═══ Task material
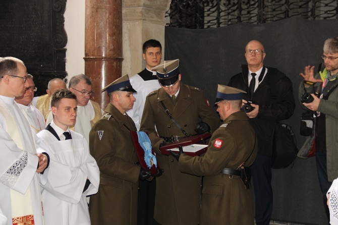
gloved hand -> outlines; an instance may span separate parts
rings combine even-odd
[[[147,179],[148,178],[150,178],[151,176],[151,173],[150,171],[141,167],[141,170],[140,170],[140,174],[139,175],[139,178],[140,179],[142,180]]]
[[[195,131],[198,134],[204,134],[210,131],[209,125],[205,122],[201,121],[196,124]]]
[[[172,155],[173,155],[174,157],[175,157],[176,160],[177,160],[177,161],[179,161],[179,159],[180,159],[180,156],[182,153],[183,153],[183,148],[182,148],[181,146],[180,145],[179,146],[179,150],[180,150],[180,151],[178,153],[176,153],[171,150],[169,150],[169,152],[170,152]]]
[[[162,174],[164,171],[163,171],[161,168],[157,168],[157,172],[155,174],[152,174],[151,176],[154,178],[158,178],[158,177],[160,177],[162,175]]]

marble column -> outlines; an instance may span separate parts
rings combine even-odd
[[[92,100],[104,109],[109,97],[101,90],[122,71],[123,0],[86,0],[85,74],[93,82]]]

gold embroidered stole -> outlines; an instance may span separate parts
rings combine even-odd
[[[45,122],[47,120],[48,115],[49,114],[49,103],[50,102],[50,97],[46,94],[39,97],[36,102],[36,107],[39,111],[42,114],[44,118]]]

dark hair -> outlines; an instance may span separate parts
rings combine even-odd
[[[89,77],[83,74],[80,74],[78,75],[74,76],[71,78],[68,84],[68,88],[74,87],[79,83],[82,80],[84,80],[86,84],[88,85],[92,85],[93,82],[91,82]]]
[[[58,90],[50,96],[50,106],[57,108],[63,98],[70,98],[76,100],[76,95],[69,90]]]
[[[6,75],[17,75],[19,73],[18,63],[25,65],[23,62],[14,57],[0,58],[0,77]]]
[[[338,52],[338,37],[326,39],[324,42],[323,50],[325,54],[334,54]]]
[[[147,48],[148,47],[159,47],[161,49],[161,51],[162,51],[162,45],[161,45],[159,41],[157,40],[151,39],[144,42],[142,46],[143,53],[145,53]]]

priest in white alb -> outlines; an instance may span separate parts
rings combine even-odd
[[[38,174],[48,164],[24,111],[14,100],[28,85],[23,62],[0,58],[0,208],[6,225],[43,225]]]
[[[37,134],[50,149],[41,178],[45,223],[90,225],[86,196],[97,192],[100,171],[83,136],[69,130],[76,121],[76,96],[59,90],[50,105],[53,121]]]

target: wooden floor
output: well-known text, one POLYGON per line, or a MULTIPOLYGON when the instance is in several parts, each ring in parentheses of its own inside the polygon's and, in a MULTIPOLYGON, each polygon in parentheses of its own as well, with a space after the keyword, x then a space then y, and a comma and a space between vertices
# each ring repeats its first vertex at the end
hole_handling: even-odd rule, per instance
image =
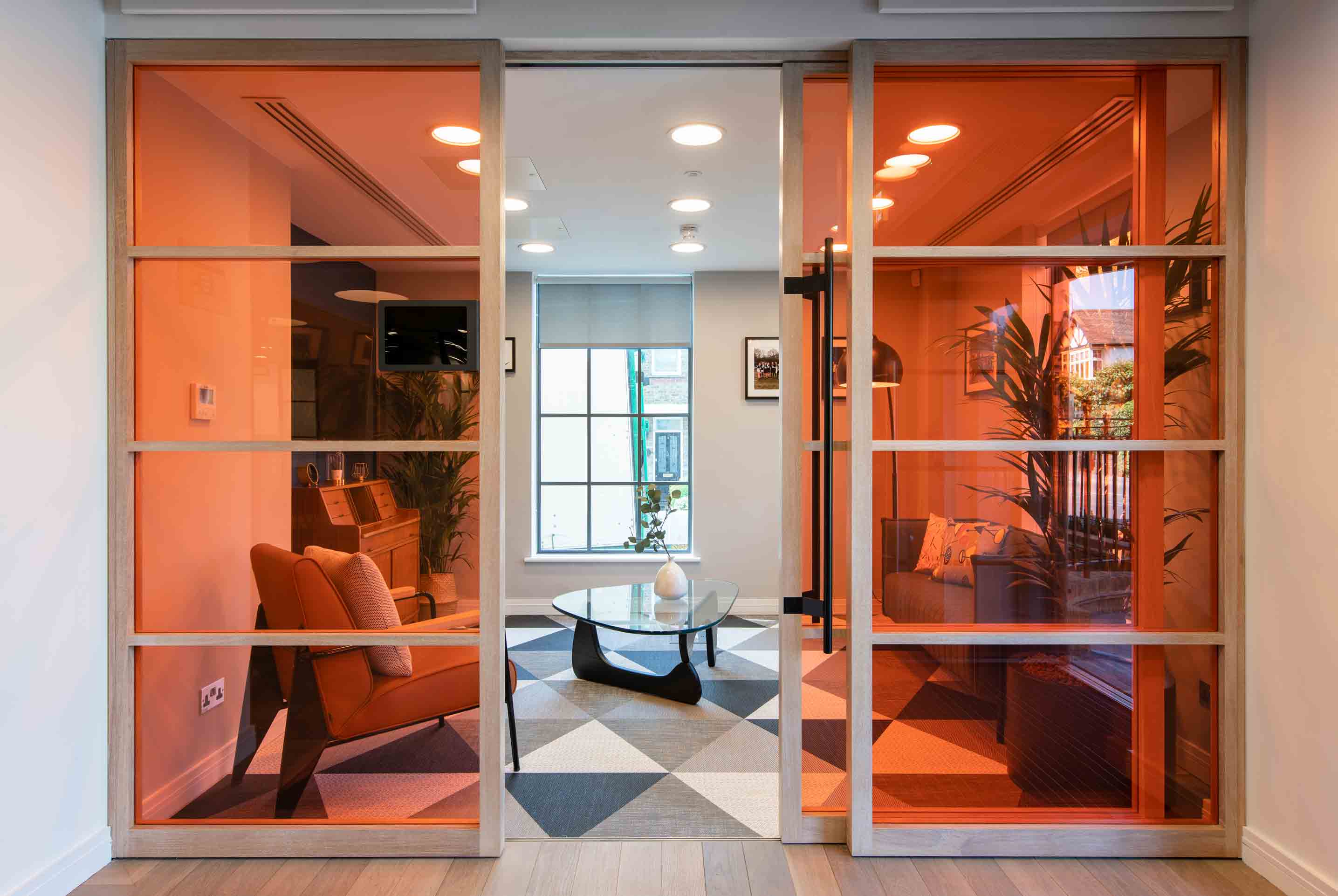
POLYGON ((775 841, 512 841, 502 859, 120 860, 76 896, 1274 896, 1235 860, 851 859, 775 841))

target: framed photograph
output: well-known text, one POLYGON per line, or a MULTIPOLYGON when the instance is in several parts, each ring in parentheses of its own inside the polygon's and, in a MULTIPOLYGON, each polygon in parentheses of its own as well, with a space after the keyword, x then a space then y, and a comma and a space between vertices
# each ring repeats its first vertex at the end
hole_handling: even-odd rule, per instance
POLYGON ((838 385, 840 380, 836 378, 836 370, 840 369, 840 362, 846 358, 846 345, 844 336, 832 340, 832 399, 846 397, 846 386, 838 385))
POLYGON ((780 399, 780 337, 744 337, 744 399, 780 399))

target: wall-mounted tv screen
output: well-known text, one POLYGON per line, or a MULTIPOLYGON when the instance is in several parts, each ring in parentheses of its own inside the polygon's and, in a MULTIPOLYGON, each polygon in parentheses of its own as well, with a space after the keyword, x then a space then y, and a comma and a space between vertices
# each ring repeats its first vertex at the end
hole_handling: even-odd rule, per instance
POLYGON ((478 370, 478 301, 376 304, 383 370, 478 370))

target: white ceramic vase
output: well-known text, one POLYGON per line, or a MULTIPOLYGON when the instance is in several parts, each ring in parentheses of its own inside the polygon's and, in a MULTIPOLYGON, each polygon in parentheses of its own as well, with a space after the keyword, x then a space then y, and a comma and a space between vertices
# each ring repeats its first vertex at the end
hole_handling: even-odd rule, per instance
POLYGON ((665 600, 677 600, 688 594, 688 576, 682 567, 673 562, 670 556, 660 571, 656 572, 656 596, 665 600))

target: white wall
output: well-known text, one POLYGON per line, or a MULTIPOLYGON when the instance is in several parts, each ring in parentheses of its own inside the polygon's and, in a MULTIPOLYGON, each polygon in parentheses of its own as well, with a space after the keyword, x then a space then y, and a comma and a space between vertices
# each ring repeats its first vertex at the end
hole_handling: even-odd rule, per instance
MULTIPOLYGON (((743 399, 743 341, 745 336, 780 333, 776 289, 775 271, 696 274, 692 495, 693 539, 701 562, 686 571, 694 578, 736 582, 740 600, 749 602, 775 602, 780 594, 780 405, 743 399)), ((516 372, 507 376, 506 384, 508 600, 546 602, 593 584, 649 582, 664 558, 636 563, 524 562, 534 548, 530 274, 507 274, 506 334, 516 341, 516 372)), ((520 611, 518 606, 510 611, 520 611)), ((751 612, 761 611, 748 606, 753 607, 751 612)))
POLYGON ((66 892, 111 852, 103 21, 3 19, 0 893, 66 892))
POLYGON ((1246 857, 1338 892, 1338 5, 1268 0, 1250 24, 1246 857))

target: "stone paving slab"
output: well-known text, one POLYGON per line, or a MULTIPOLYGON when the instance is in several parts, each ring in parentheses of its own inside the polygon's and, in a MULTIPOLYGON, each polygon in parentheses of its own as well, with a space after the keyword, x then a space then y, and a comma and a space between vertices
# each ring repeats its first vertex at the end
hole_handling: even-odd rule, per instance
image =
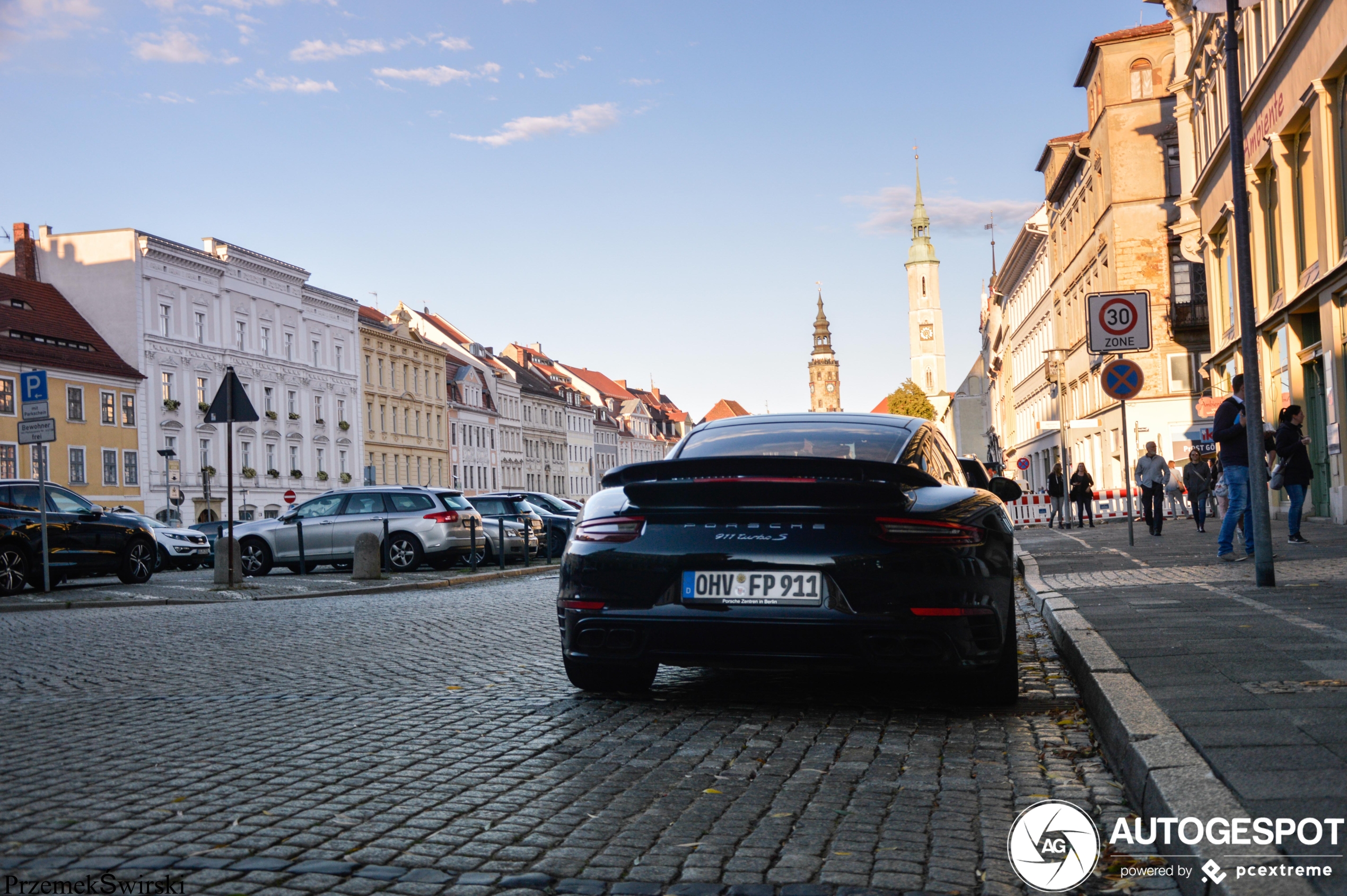
POLYGON ((1026 598, 1021 703, 989 711, 940 682, 836 674, 661 670, 645 698, 586 695, 560 668, 555 587, 0 616, 5 873, 116 861, 117 880, 210 893, 1020 893, 1018 810, 1068 798, 1106 829, 1130 811, 1026 598))

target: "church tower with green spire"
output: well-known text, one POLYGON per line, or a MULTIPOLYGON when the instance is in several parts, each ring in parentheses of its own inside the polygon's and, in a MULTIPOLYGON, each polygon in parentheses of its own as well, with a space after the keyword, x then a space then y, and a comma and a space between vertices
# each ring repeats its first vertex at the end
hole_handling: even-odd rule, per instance
POLYGON ((944 315, 940 311, 940 261, 931 245, 931 218, 921 201, 921 168, 912 209, 912 245, 908 248, 908 329, 912 349, 912 381, 936 408, 948 404, 944 379, 944 315), (943 399, 943 403, 940 402, 943 399))

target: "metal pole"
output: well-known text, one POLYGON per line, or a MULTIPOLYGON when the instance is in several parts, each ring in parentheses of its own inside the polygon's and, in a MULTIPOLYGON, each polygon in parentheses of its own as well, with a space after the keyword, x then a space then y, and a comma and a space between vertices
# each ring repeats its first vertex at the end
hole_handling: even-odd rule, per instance
POLYGON ((295 538, 299 539, 299 574, 304 574, 304 521, 295 520, 295 538))
POLYGON ((1254 523, 1254 582, 1277 583, 1268 512, 1268 454, 1263 451, 1262 381, 1258 369, 1258 318, 1254 268, 1249 252, 1249 193, 1245 186, 1245 120, 1239 94, 1239 0, 1226 0, 1226 101, 1230 119, 1230 185, 1235 221, 1235 279, 1239 282, 1239 353, 1245 361, 1245 438, 1249 445, 1249 504, 1254 523))
POLYGON ((51 590, 51 548, 47 544, 47 443, 38 442, 38 509, 42 513, 42 590, 51 590))
POLYGON ((1125 400, 1118 402, 1122 407, 1122 482, 1127 486, 1127 544, 1136 544, 1137 540, 1131 534, 1131 517, 1134 516, 1131 511, 1131 453, 1127 451, 1127 403, 1125 400))

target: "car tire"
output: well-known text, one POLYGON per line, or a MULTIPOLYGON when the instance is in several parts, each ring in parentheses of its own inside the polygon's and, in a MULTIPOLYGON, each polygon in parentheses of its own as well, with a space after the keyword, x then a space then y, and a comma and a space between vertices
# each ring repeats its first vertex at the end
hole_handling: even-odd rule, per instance
POLYGON ((271 571, 272 558, 267 542, 260 538, 245 538, 238 544, 238 559, 245 577, 265 575, 271 571))
POLYGON ((411 573, 424 562, 420 539, 408 532, 388 536, 388 566, 393 573, 411 573))
POLYGON ((127 546, 127 552, 117 567, 117 578, 123 585, 144 585, 155 574, 159 561, 159 551, 152 542, 143 538, 132 539, 127 546))
POLYGON ((18 544, 0 546, 0 594, 18 594, 28 581, 28 554, 18 544))
POLYGON ((568 656, 562 658, 566 678, 582 691, 599 694, 641 694, 651 690, 659 663, 586 663, 568 656))
POLYGON ((1001 658, 995 666, 977 672, 973 686, 970 697, 982 706, 1014 706, 1020 699, 1020 641, 1016 637, 1014 605, 1010 606, 1001 658))

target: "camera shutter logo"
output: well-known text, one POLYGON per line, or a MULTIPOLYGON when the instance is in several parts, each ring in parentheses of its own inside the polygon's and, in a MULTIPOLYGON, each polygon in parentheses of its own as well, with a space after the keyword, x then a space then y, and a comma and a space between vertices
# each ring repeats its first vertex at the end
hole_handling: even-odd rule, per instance
POLYGON ((1099 861, 1094 819, 1060 799, 1045 799, 1020 812, 1010 825, 1010 866, 1029 887, 1060 893, 1079 885, 1099 861))

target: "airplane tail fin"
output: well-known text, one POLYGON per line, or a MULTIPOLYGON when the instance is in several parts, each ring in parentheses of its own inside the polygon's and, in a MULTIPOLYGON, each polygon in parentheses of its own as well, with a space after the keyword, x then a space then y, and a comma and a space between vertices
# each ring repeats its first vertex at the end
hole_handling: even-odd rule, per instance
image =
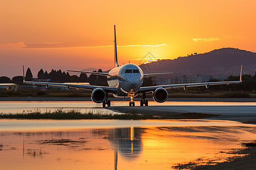
POLYGON ((240 82, 242 82, 242 73, 243 70, 243 65, 242 65, 241 66, 241 73, 240 73, 240 82))
POLYGON ((119 66, 118 63, 117 62, 117 37, 115 36, 115 25, 114 26, 114 36, 115 39, 114 40, 114 67, 117 67, 119 66))
POLYGON ((22 66, 22 69, 23 69, 23 83, 25 83, 25 75, 24 74, 24 66, 22 66))

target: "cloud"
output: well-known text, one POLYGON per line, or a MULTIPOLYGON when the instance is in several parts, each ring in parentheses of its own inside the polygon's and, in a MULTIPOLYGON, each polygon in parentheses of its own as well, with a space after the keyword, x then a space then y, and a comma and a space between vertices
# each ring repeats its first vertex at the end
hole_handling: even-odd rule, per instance
MULTIPOLYGON (((26 48, 106 48, 106 47, 113 47, 113 45, 100 45, 100 46, 83 46, 83 45, 70 45, 67 44, 58 43, 58 42, 48 42, 48 43, 40 43, 40 44, 26 44, 26 48)), ((117 45, 118 47, 131 47, 131 46, 151 46, 156 47, 159 46, 168 45, 166 43, 156 45, 117 45)))
MULTIPOLYGON (((168 44, 164 43, 156 45, 117 45, 118 47, 131 47, 131 46, 150 46, 156 47, 159 46, 165 46, 168 44)), ((19 42, 17 43, 10 43, 7 44, 0 44, 0 48, 107 48, 113 47, 113 45, 100 45, 100 46, 83 46, 68 44, 68 43, 61 43, 56 42, 44 42, 42 43, 36 44, 26 44, 24 42, 19 42)))
POLYGON ((217 41, 220 40, 219 38, 217 37, 217 38, 192 38, 193 41, 217 41))
POLYGON ((17 43, 9 43, 6 44, 0 44, 0 48, 26 48, 27 45, 25 42, 20 41, 17 43))

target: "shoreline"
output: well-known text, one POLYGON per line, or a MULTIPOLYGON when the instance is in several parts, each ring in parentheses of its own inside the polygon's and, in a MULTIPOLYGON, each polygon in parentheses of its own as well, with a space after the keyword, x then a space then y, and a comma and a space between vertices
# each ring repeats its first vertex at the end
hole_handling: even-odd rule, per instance
POLYGON ((245 148, 238 151, 230 152, 230 154, 236 154, 238 156, 230 157, 226 161, 218 163, 215 165, 197 165, 196 163, 189 163, 180 165, 174 167, 175 169, 182 169, 182 167, 186 169, 191 168, 195 170, 200 169, 256 169, 256 141, 247 143, 242 143, 242 145, 251 144, 251 146, 246 146, 245 148))

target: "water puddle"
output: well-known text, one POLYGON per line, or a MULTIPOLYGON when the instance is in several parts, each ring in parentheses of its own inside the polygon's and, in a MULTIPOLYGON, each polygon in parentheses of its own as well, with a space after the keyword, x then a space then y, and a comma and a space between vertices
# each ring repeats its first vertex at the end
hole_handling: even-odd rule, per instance
POLYGON ((255 125, 225 121, 0 123, 1 169, 177 169, 224 162, 256 138, 255 125))

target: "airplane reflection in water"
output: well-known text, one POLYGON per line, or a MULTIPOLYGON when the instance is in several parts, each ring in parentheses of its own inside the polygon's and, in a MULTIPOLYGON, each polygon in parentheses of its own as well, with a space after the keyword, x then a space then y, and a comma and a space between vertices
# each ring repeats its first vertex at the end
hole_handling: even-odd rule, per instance
POLYGON ((139 157, 143 150, 142 132, 141 128, 134 127, 109 130, 108 139, 114 150, 114 169, 117 169, 118 153, 124 159, 129 161, 139 157))
POLYGON ((214 162, 216 157, 220 158, 216 161, 222 162, 235 155, 227 152, 256 138, 255 125, 220 122, 226 125, 0 131, 1 168, 170 169, 176 164, 199 159, 202 164, 214 162), (31 156, 30 151, 39 156, 31 156))

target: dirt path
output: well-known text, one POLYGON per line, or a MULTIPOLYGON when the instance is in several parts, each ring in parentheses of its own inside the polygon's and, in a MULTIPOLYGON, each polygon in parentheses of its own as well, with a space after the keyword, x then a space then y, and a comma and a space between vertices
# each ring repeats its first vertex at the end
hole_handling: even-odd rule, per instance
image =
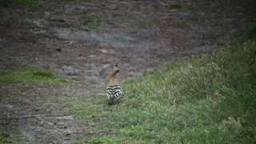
══════
▶ Task to carry out
Please quote the material above word for word, starting with the line that contains "tower with green" and going on through the line that contains "POLYGON ((1125 400, 1118", both of those lines included.

▶ Task result
target: "church tower with green spire"
output: well-known text, one POLYGON per line, or a MULTIPOLYGON when the instance is in several parts, each ring in parentheses of its own inside the polygon's and, in a MULTIPOLYGON, each polygon in parentheses of its own as well, with a space after the keyword, x then a space then y, and a comma and a space between vertices
# each ring repeats its first vertex at the end
hole_handling: even-odd rule, per instance
POLYGON ((944 315, 940 311, 940 261, 931 245, 931 218, 921 201, 921 168, 912 209, 912 245, 908 248, 908 329, 912 349, 912 381, 936 408, 948 404, 944 379, 944 315), (943 399, 943 403, 940 402, 943 399))

target: "metal pole"
output: well-known text, one POLYGON per line, or a MULTIPOLYGON when the instance is in several parts, each ring in parentheses of its own inside the polygon's and, in a MULTIPOLYGON, each polygon in parentheses of its own as well, with a space after the keyword, x then a space then y, and a comma and a space between vertices
# each ring repeats its first vertex at the end
hole_handling: even-odd rule, per instance
POLYGON ((295 538, 299 539, 299 574, 304 574, 304 521, 295 520, 295 538))
POLYGON ((1254 523, 1254 582, 1277 583, 1268 512, 1268 454, 1263 451, 1262 381, 1258 369, 1258 318, 1254 268, 1249 252, 1249 193, 1245 186, 1245 120, 1239 94, 1239 0, 1226 0, 1226 101, 1230 119, 1230 185, 1235 221, 1235 279, 1239 282, 1239 353, 1245 361, 1245 438, 1249 445, 1249 504, 1254 523))
POLYGON ((51 590, 51 548, 47 544, 47 443, 38 442, 38 509, 42 513, 42 590, 51 590))
POLYGON ((1125 400, 1118 402, 1122 407, 1122 482, 1127 486, 1127 544, 1136 544, 1137 540, 1131 534, 1131 517, 1134 516, 1131 511, 1131 453, 1127 451, 1127 403, 1125 400))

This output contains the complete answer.